**SUPPLIED DATA:**

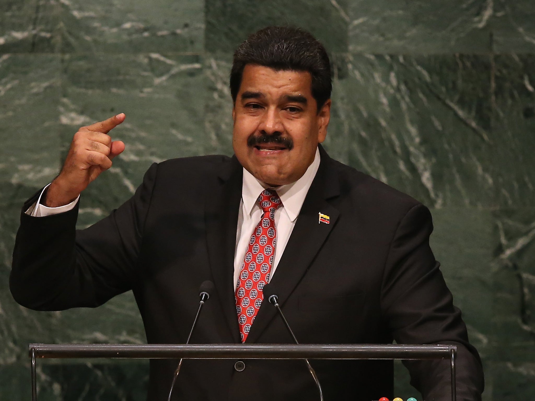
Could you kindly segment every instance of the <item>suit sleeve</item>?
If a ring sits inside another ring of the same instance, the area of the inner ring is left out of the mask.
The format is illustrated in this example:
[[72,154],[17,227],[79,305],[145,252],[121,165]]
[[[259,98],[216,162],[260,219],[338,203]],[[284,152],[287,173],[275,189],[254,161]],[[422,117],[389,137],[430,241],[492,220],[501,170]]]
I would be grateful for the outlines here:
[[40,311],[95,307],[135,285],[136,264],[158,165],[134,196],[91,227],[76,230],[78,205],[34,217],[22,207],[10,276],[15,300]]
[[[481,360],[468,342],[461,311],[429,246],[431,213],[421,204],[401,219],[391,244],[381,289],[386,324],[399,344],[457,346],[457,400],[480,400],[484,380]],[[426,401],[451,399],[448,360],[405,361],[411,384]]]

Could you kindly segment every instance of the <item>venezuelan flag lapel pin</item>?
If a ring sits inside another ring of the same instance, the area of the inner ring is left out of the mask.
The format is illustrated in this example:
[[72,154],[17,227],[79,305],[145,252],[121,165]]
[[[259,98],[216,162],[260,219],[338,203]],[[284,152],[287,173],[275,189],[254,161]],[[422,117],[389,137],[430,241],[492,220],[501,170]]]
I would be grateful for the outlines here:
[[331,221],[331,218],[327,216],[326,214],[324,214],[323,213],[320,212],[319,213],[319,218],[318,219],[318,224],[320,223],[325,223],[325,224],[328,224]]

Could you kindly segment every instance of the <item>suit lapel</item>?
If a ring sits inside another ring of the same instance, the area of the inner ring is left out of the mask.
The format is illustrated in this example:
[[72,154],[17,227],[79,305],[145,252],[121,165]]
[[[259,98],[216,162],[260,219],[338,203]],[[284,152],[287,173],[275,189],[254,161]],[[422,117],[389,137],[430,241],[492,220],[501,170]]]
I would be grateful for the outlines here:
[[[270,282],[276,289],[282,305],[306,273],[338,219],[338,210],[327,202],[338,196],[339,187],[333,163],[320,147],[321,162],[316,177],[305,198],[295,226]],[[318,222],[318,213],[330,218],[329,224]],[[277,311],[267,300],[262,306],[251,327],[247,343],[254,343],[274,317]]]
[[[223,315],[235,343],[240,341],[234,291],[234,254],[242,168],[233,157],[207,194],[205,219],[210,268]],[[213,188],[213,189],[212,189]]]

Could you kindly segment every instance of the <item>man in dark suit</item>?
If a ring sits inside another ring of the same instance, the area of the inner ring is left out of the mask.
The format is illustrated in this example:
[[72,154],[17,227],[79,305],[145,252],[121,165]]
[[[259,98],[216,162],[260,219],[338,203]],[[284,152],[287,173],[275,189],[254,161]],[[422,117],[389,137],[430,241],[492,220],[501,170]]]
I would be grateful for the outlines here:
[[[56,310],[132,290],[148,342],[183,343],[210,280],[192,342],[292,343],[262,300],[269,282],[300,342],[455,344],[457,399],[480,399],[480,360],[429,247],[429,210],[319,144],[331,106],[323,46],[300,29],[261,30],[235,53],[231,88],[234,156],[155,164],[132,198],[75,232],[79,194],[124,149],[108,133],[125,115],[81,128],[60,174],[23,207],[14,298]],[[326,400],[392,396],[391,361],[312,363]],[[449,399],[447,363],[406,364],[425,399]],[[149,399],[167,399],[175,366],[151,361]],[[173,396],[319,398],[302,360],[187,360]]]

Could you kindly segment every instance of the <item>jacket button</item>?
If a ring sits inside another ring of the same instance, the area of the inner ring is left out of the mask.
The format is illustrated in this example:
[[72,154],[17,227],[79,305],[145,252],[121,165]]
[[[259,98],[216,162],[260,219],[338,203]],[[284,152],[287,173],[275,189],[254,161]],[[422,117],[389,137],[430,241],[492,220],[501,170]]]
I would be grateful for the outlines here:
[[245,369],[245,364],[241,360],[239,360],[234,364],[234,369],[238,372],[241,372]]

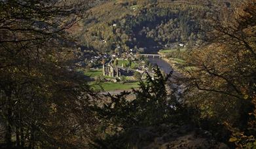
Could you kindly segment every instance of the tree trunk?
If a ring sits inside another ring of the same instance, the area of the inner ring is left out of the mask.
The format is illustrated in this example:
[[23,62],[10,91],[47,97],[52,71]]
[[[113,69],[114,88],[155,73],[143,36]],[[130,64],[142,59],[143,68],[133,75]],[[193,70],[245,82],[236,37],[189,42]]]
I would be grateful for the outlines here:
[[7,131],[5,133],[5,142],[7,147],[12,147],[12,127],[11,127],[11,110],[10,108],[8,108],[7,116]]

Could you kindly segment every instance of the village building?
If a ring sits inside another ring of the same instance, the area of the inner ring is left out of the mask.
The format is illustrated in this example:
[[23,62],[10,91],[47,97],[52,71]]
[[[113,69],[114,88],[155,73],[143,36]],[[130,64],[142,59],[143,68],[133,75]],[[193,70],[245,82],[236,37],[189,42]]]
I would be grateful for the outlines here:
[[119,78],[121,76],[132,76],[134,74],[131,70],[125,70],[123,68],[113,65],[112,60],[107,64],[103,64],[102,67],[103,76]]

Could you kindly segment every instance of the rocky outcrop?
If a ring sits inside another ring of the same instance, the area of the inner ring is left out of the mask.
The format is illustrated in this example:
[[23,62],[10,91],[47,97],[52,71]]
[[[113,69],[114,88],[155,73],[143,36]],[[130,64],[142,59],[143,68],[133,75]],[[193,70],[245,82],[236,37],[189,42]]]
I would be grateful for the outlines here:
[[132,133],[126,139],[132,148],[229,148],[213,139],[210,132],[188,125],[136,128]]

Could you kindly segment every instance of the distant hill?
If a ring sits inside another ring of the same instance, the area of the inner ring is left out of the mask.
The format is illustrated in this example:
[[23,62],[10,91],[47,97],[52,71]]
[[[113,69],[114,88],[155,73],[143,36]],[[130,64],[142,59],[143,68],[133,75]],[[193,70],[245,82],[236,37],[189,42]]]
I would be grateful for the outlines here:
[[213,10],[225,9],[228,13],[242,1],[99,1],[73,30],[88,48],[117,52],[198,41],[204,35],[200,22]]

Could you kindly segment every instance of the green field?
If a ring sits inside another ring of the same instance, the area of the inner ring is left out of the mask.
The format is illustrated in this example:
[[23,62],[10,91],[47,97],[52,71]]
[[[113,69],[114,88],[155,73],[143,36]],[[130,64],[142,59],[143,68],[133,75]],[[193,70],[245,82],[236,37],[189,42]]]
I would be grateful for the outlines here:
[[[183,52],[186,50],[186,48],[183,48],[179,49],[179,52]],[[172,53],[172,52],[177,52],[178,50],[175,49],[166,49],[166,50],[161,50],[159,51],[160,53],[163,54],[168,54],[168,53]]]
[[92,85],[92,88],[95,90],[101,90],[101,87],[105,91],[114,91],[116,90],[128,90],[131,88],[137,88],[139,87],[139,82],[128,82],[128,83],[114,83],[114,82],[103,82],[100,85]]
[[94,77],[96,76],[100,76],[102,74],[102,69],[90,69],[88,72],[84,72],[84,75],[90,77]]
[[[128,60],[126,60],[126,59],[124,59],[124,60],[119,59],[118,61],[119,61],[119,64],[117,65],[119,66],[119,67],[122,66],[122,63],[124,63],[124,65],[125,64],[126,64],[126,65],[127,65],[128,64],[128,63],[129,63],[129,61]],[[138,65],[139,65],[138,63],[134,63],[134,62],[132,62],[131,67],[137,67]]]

**WHAT TO DO:**
Could you copy every one of the records above word for word, leaving out the pictures?

**RESULT OF THE EXERCISE:**
Could you kindly segment every instance of the <item>suit sleeve</item>?
If a ring sits inside another ring of the same instance, the area of the inner ring is left out of the mask.
The format is illustrated in this example:
[[72,154],[17,227],[79,305],[145,252],[121,165]]
[[[259,98],[216,162],[260,219],[338,203]],[[284,152],[287,173],[275,189],[254,161]],[[422,117],[389,137],[430,241],[492,220],[501,170]]]
I would be grateful for the outlines here:
[[40,311],[95,307],[135,285],[136,264],[158,165],[134,196],[91,227],[76,230],[78,205],[34,217],[22,207],[10,276],[15,300]]
[[[481,360],[468,342],[461,311],[429,246],[431,213],[421,204],[401,219],[391,244],[381,289],[386,324],[399,344],[457,346],[457,400],[480,400],[484,380]],[[426,401],[451,399],[448,360],[405,361],[411,384]]]

Could you kindly segment every instance of the <item>venezuelan flag lapel pin</item>?
If a ring sits inside another ring of the same instance, the area of the inner ring is left out of the mask.
The format is illustrated in this example:
[[72,154],[17,227],[79,305],[145,252],[121,165]]
[[[259,98],[216,162],[260,219],[338,203]],[[284,152],[287,173],[275,189],[254,161]],[[422,117],[389,137],[430,241],[492,220],[501,170]]]
I would be grateful for the outlines here:
[[331,221],[331,218],[327,216],[326,214],[324,214],[323,213],[320,212],[319,213],[319,218],[318,219],[318,224],[320,223],[325,223],[325,224],[328,224]]

Could you kindly segment every instance of the <item>suit lapel</item>?
If a ring sits inside another ring of the same instance, the area of the inner ring is left out of the mask.
The format is illustrated in this example:
[[72,154],[17,227],[79,305],[145,252],[121,165]]
[[[259,98],[216,162],[260,219],[338,203]],[[284,152],[287,173],[275,189],[254,161]],[[422,117],[389,137],[430,241],[492,220],[501,170]]]
I would be grateful for the outlines here:
[[[270,282],[276,289],[282,305],[306,273],[338,219],[338,210],[327,202],[338,196],[339,187],[333,163],[320,147],[321,162],[316,177],[305,198],[295,226]],[[318,222],[318,213],[330,218],[329,224]],[[277,311],[267,300],[262,306],[251,327],[247,343],[254,343],[274,317]]]
[[[223,315],[235,343],[240,341],[234,291],[234,254],[242,168],[233,157],[207,194],[205,219],[210,268]],[[213,188],[213,189],[212,189]]]

Could you kindly segment every instance of the <item>man in dark suit</item>?
If a ring sits inside another ring of the same instance, the area of the inner ring is left out of the mask.
The format is illustrated in this example:
[[72,154],[17,227],[79,305],[145,252],[121,165]]
[[[259,98],[216,162],[260,219],[338,203]],[[284,152],[287,173],[275,189],[254,161]],[[422,117],[389,137],[430,241],[492,220],[501,170]]]
I would be grateful for the outlines here:
[[[56,310],[132,290],[148,342],[183,343],[210,280],[192,342],[292,343],[262,300],[269,282],[300,342],[455,344],[457,399],[480,399],[480,360],[429,247],[429,210],[319,144],[331,106],[323,46],[300,29],[261,30],[235,53],[231,88],[234,156],[155,164],[132,198],[75,232],[79,194],[124,149],[108,133],[125,115],[81,128],[60,174],[23,207],[14,298]],[[326,400],[392,396],[391,361],[312,363]],[[449,399],[447,363],[406,364],[425,399]],[[149,399],[167,399],[175,366],[151,361]],[[173,396],[319,398],[302,360],[187,360]]]

Could you kindly segment every instance of the <item>jacket button</item>?
If a ring sits inside another ring of the same instance, the area of the inner ring is left out of the mask.
The format is illustrated in this example:
[[72,154],[17,227],[79,305],[145,252],[121,165]]
[[[259,98],[216,162],[260,219],[338,203]],[[284,152],[287,173],[275,189],[254,161]],[[422,117],[389,137],[430,241],[492,220],[501,170]]]
I would be grateful for the outlines here:
[[245,369],[245,364],[241,360],[239,360],[234,364],[234,369],[238,372],[241,372]]

Could you kindly segment every instance of the tree trunk?
If a ring sits inside another ring of the same instance, the area of the inner ring is left out of the mask.
The format is illustrated in this example:
[[23,62],[10,91],[47,97],[52,71]]
[[[113,69],[114,88],[155,73],[143,36]],[[130,64],[142,59],[143,68],[133,75]],[[193,70],[245,82],[236,37],[189,42]]]
I would be grateful for the outlines here:
[[7,131],[5,133],[5,142],[7,147],[12,147],[12,127],[11,127],[11,110],[10,108],[8,108],[7,116]]

Could you kindly segment every instance of the village building?
If a ring sits inside another ring of the same instance, the area of the inner ring is left out of the mask.
The format is illustrated in this example:
[[23,62],[10,91],[47,97],[52,71]]
[[[113,69],[114,88],[155,73],[143,36]],[[130,64],[142,59],[143,68],[133,75]],[[193,70],[245,82],[236,37],[189,42]]]
I would be grateful for the outlines here:
[[119,78],[121,76],[132,76],[134,74],[131,70],[125,70],[123,68],[113,65],[112,60],[107,64],[103,64],[102,67],[103,76]]

Could you kindly segment every instance of the rocky outcrop?
If a ring sits inside another ring of the same instance, the area of the inner ring is left out of the mask.
The format is illustrated in this example:
[[23,62],[10,91],[47,97],[52,71]]
[[[113,69],[114,88],[155,73],[143,36]],[[130,64],[142,59],[143,68],[133,75]],[[193,70],[245,82],[236,37],[189,42]]]
I would be grateful for the outlines here:
[[132,133],[126,139],[132,148],[229,148],[213,139],[210,132],[188,125],[136,128]]

Could you kindly segment every instance of the distant hill?
If a ring sits inside another ring of the same instance, the area of the inner ring is left out of the mask.
The format is illustrated in this example:
[[23,62],[10,91],[47,97],[52,71]]
[[[113,69],[114,88],[155,73],[143,36]],[[130,64],[142,59],[143,68],[133,75]],[[193,70],[245,82],[236,37],[189,42]]]
I would be grateful for the outlines here:
[[213,10],[225,9],[228,13],[242,1],[99,1],[73,30],[88,48],[117,52],[198,41],[204,35],[200,22]]

Could you kindly segment every instance of the green field?
If a ring sits inside another ring of the same instance, the area of the inner ring is left out of the mask.
The format is illustrated in this example:
[[23,62],[10,91],[47,97],[52,71]]
[[[113,69],[114,88],[155,73],[143,36]],[[130,64],[142,59],[143,68],[133,75]],[[193,70],[245,82],[236,37],[189,42]]]
I would be grateful for the outlines here:
[[[183,52],[186,50],[186,48],[183,48],[179,49],[179,52]],[[172,53],[172,52],[177,52],[178,50],[175,49],[166,49],[166,50],[161,50],[159,51],[160,53],[163,54],[168,54],[168,53]]]
[[92,85],[92,88],[95,90],[101,90],[101,87],[105,91],[114,91],[116,90],[128,90],[131,88],[137,88],[139,87],[139,82],[128,82],[128,83],[114,83],[114,82],[103,82],[100,85]]
[[94,77],[96,76],[100,76],[102,74],[102,69],[90,69],[88,72],[84,72],[84,75],[90,77]]
[[[128,60],[126,60],[126,59],[124,59],[124,60],[119,59],[118,61],[119,61],[119,64],[117,65],[119,66],[119,67],[122,66],[122,63],[124,63],[124,65],[125,64],[126,64],[126,65],[127,65],[128,64],[128,63],[129,63],[129,61]],[[138,65],[139,65],[138,63],[134,63],[134,62],[132,62],[131,67],[137,67]]]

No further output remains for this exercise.